* WRITTEN PROBLEM *
In your copy, repeat the records exactly and leave out the pictures.

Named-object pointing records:
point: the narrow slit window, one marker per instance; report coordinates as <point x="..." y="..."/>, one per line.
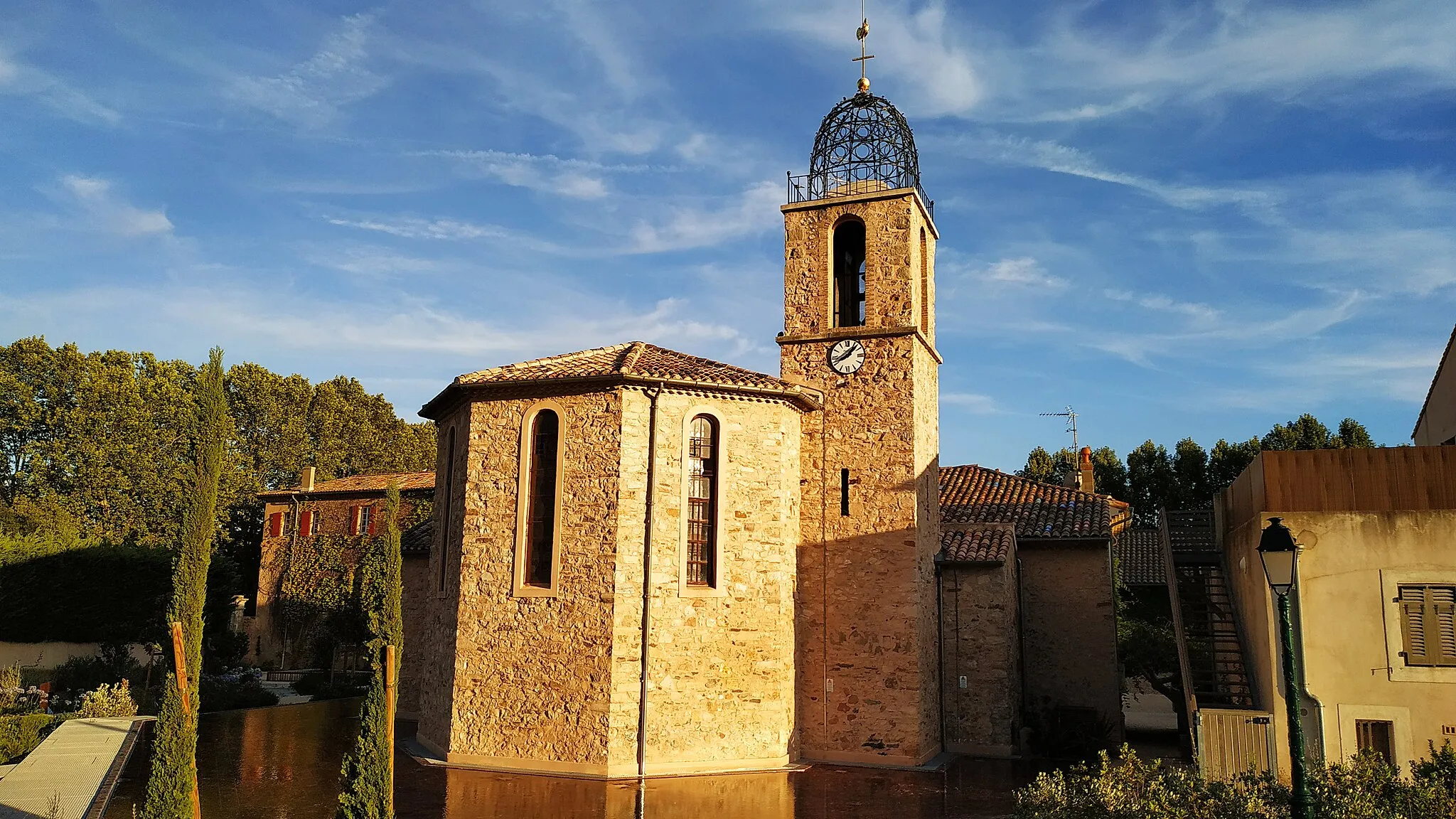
<point x="702" y="502"/>
<point x="1376" y="735"/>
<point x="850" y="274"/>
<point x="540" y="513"/>
<point x="925" y="284"/>
<point x="444" y="510"/>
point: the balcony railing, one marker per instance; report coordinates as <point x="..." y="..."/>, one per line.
<point x="813" y="187"/>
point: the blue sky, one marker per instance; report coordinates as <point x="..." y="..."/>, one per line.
<point x="1183" y="219"/>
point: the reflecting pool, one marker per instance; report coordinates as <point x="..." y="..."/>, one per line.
<point x="283" y="763"/>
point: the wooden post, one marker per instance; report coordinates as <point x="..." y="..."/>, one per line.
<point x="389" y="722"/>
<point x="179" y="662"/>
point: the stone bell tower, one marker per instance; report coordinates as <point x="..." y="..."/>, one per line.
<point x="860" y="326"/>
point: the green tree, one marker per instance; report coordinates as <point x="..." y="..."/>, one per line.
<point x="1302" y="433"/>
<point x="1110" y="474"/>
<point x="1353" y="436"/>
<point x="1228" y="461"/>
<point x="368" y="770"/>
<point x="1190" y="465"/>
<point x="173" y="751"/>
<point x="1150" y="481"/>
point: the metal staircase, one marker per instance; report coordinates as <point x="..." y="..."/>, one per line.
<point x="1210" y="643"/>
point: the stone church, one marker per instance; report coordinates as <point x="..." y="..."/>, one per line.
<point x="650" y="563"/>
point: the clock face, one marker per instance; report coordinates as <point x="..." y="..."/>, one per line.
<point x="846" y="356"/>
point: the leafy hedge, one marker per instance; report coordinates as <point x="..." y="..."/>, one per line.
<point x="21" y="735"/>
<point x="97" y="594"/>
<point x="1128" y="787"/>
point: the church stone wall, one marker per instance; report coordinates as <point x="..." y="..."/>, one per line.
<point x="721" y="666"/>
<point x="532" y="675"/>
<point x="867" y="591"/>
<point x="980" y="627"/>
<point x="1071" y="630"/>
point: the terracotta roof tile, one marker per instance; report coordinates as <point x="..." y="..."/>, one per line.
<point x="363" y="484"/>
<point x="982" y="544"/>
<point x="632" y="359"/>
<point x="975" y="494"/>
<point x="1139" y="556"/>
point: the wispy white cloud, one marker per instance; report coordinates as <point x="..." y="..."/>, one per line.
<point x="312" y="92"/>
<point x="447" y="229"/>
<point x="1164" y="304"/>
<point x="26" y="80"/>
<point x="751" y="212"/>
<point x="972" y="402"/>
<point x="108" y="212"/>
<point x="1021" y="272"/>
<point x="1049" y="155"/>
<point x="572" y="178"/>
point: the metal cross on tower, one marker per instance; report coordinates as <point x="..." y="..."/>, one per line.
<point x="862" y="33"/>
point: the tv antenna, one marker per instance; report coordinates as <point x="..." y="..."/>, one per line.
<point x="1072" y="423"/>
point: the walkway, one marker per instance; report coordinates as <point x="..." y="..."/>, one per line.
<point x="62" y="778"/>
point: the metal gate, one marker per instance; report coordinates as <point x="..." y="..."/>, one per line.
<point x="1232" y="741"/>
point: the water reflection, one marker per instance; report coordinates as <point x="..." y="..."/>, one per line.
<point x="283" y="763"/>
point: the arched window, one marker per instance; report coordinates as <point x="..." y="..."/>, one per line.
<point x="925" y="286"/>
<point x="444" y="509"/>
<point x="540" y="512"/>
<point x="702" y="502"/>
<point x="850" y="273"/>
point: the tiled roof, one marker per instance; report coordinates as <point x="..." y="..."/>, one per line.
<point x="975" y="494"/>
<point x="417" y="540"/>
<point x="633" y="359"/>
<point x="980" y="544"/>
<point x="1139" y="556"/>
<point x="408" y="481"/>
<point x="637" y="362"/>
<point x="1430" y="391"/>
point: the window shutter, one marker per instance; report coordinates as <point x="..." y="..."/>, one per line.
<point x="1442" y="619"/>
<point x="1413" y="626"/>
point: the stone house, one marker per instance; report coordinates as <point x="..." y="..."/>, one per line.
<point x="650" y="563"/>
<point x="296" y="520"/>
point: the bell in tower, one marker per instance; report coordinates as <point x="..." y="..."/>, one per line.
<point x="860" y="327"/>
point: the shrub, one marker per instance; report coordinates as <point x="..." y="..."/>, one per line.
<point x="319" y="687"/>
<point x="236" y="690"/>
<point x="1128" y="787"/>
<point x="19" y="735"/>
<point x="108" y="701"/>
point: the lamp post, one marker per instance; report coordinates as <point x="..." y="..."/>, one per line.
<point x="1279" y="554"/>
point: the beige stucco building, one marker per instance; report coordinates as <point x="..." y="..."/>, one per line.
<point x="1375" y="602"/>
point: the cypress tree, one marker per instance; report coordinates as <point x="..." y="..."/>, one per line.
<point x="173" y="752"/>
<point x="368" y="770"/>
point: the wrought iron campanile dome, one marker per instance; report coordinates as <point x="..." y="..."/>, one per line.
<point x="864" y="144"/>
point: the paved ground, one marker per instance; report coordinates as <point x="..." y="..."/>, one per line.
<point x="60" y="778"/>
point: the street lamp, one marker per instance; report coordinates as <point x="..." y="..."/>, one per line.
<point x="1279" y="552"/>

* WRITTEN SOLUTION *
point: the narrow slit window, one marker per instance; report coordinates as <point x="..." y="..."/>, one per line.
<point x="702" y="502"/>
<point x="1376" y="735"/>
<point x="850" y="274"/>
<point x="540" y="513"/>
<point x="925" y="284"/>
<point x="444" y="510"/>
point: the balcony railing, one marker per instance; report coordinates as <point x="..." y="..."/>, one per line.
<point x="813" y="187"/>
point: the blue sky, one marker per instance; report coordinates as <point x="..." y="..."/>, one per line.
<point x="1183" y="219"/>
point: the reflecting pool, one marker per instance; report coordinates as <point x="..." y="..."/>, one per line.
<point x="283" y="763"/>
point: the wooden post, one marker per instance; report coordinates as <point x="..." y="..."/>, one per line.
<point x="389" y="722"/>
<point x="179" y="662"/>
point: the stone bell tower, one marker per instance; report coordinates as <point x="..." y="..."/>, one per line.
<point x="860" y="326"/>
point: the green tree, one marker per instance; report coordinates as <point x="..." y="..."/>, one per line.
<point x="1302" y="433"/>
<point x="1110" y="474"/>
<point x="1353" y="436"/>
<point x="1228" y="461"/>
<point x="368" y="770"/>
<point x="1190" y="465"/>
<point x="173" y="751"/>
<point x="1150" y="481"/>
point: the metal staircase, one marker per instance; report coordinates as <point x="..." y="..."/>, one per line.
<point x="1210" y="643"/>
point: the stone church, one marker per instance; report coordinates as <point x="..." y="..."/>, one per line.
<point x="650" y="563"/>
point: the clock face, one marker per instance; report coordinates as <point x="..." y="..."/>, one per line.
<point x="846" y="356"/>
point: the leafy hedge, one marker per instance; report coordinates as <point x="..." y="..."/>, one per line.
<point x="21" y="735"/>
<point x="97" y="594"/>
<point x="1128" y="787"/>
point: the church stone wall, one marker per instance; report coordinates as <point x="..." y="..."/>, one per line.
<point x="721" y="666"/>
<point x="532" y="675"/>
<point x="867" y="591"/>
<point x="980" y="627"/>
<point x="1071" y="630"/>
point: the terracotta roof tile, one marker per instance; report coordinates as <point x="..." y="..."/>, one per line.
<point x="363" y="484"/>
<point x="982" y="544"/>
<point x="632" y="359"/>
<point x="975" y="494"/>
<point x="1139" y="556"/>
point: the wispy white cloud, one marker per instance; report coordinates as <point x="..." y="..."/>, one per line.
<point x="312" y="92"/>
<point x="447" y="229"/>
<point x="1164" y="304"/>
<point x="26" y="80"/>
<point x="751" y="212"/>
<point x="972" y="402"/>
<point x="108" y="212"/>
<point x="1021" y="272"/>
<point x="1049" y="155"/>
<point x="572" y="178"/>
point: the metal cross on tower, one marker per instance; report coordinates as <point x="..." y="..."/>, one per line.
<point x="862" y="33"/>
point: the tv antenna, one marker per instance; report coordinates as <point x="..." y="..."/>, one per line.
<point x="1072" y="423"/>
point: the walkway, one marker per instance; report coordinates as <point x="..." y="..."/>, one per line.
<point x="62" y="778"/>
point: the metal gate, one marker per instance; report coordinates as <point x="..." y="..."/>, one per line.
<point x="1232" y="741"/>
point: the water reflection, one marker per instance; report coordinates as <point x="..." y="..."/>, one per line.
<point x="283" y="763"/>
point: the arched window, one marker per instance; report coordinates as <point x="..." y="..."/>, one per line.
<point x="925" y="286"/>
<point x="444" y="509"/>
<point x="540" y="512"/>
<point x="702" y="502"/>
<point x="850" y="273"/>
point: the tiled roof, one marker per instance; report coordinates as <point x="..." y="..."/>, one per line.
<point x="975" y="494"/>
<point x="417" y="540"/>
<point x="633" y="359"/>
<point x="980" y="544"/>
<point x="1139" y="556"/>
<point x="408" y="481"/>
<point x="637" y="362"/>
<point x="1430" y="391"/>
point: the window shutter, one marker per instance; report coordinates as <point x="..." y="..."/>, one per line.
<point x="1442" y="619"/>
<point x="1413" y="626"/>
point: the stone house, one marker per instance; report coordinates as <point x="..." y="..."/>, one per line.
<point x="650" y="563"/>
<point x="296" y="520"/>
point: the bell in tower, one marker per instance; report coordinates as <point x="..." y="..."/>, one per line.
<point x="860" y="327"/>
point: the shrub, one marker per instance; report coordinates as <point x="..." y="..."/>, one per line.
<point x="319" y="687"/>
<point x="236" y="690"/>
<point x="1128" y="787"/>
<point x="19" y="735"/>
<point x="108" y="701"/>
point: the lamp post, one marker per instance; report coordinates as <point x="..." y="..."/>, one per line.
<point x="1279" y="554"/>
point: the beige stucco building, one marker per instance; report coordinates as <point x="..." y="..."/>, one per line.
<point x="1375" y="602"/>
point: the cypress tree, one marker per instance; report coordinates as <point x="..." y="..."/>, one per line.
<point x="173" y="752"/>
<point x="368" y="770"/>
point: the wrought iron campanile dome, one marker per instance; report coordinates as <point x="..." y="..."/>, one per line.
<point x="864" y="144"/>
point: the paved ground, one marker per instance; report coordinates as <point x="..." y="..."/>, one per line.
<point x="60" y="778"/>
point: the street lamp, one marker per instance; report coordinates as <point x="..." y="..."/>, one per line.
<point x="1279" y="552"/>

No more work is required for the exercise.